begin

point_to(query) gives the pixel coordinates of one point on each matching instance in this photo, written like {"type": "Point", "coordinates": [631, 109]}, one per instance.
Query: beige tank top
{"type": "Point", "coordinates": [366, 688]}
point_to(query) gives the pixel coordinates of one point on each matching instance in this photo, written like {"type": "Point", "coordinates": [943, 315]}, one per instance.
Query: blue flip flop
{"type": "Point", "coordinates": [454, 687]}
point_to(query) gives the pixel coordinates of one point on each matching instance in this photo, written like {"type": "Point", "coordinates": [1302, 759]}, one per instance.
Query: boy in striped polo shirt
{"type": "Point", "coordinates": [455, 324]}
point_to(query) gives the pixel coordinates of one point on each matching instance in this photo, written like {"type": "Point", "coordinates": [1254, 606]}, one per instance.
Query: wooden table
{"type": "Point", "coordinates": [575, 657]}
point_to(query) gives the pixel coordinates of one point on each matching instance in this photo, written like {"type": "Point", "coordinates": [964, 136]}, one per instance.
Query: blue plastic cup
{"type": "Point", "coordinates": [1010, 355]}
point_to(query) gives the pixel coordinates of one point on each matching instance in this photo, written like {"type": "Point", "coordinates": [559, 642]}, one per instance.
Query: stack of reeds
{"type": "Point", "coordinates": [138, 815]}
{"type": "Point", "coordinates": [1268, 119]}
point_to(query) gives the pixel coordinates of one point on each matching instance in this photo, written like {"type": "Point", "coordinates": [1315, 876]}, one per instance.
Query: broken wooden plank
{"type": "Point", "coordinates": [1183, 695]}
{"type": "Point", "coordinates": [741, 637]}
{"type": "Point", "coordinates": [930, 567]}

end

-- BRIEF --
Find every line in the items above that contains the word "wooden", and copy each of those lines.

-- OUTPUT OF THE TASK --
Query: wooden table
Query: broken wooden plank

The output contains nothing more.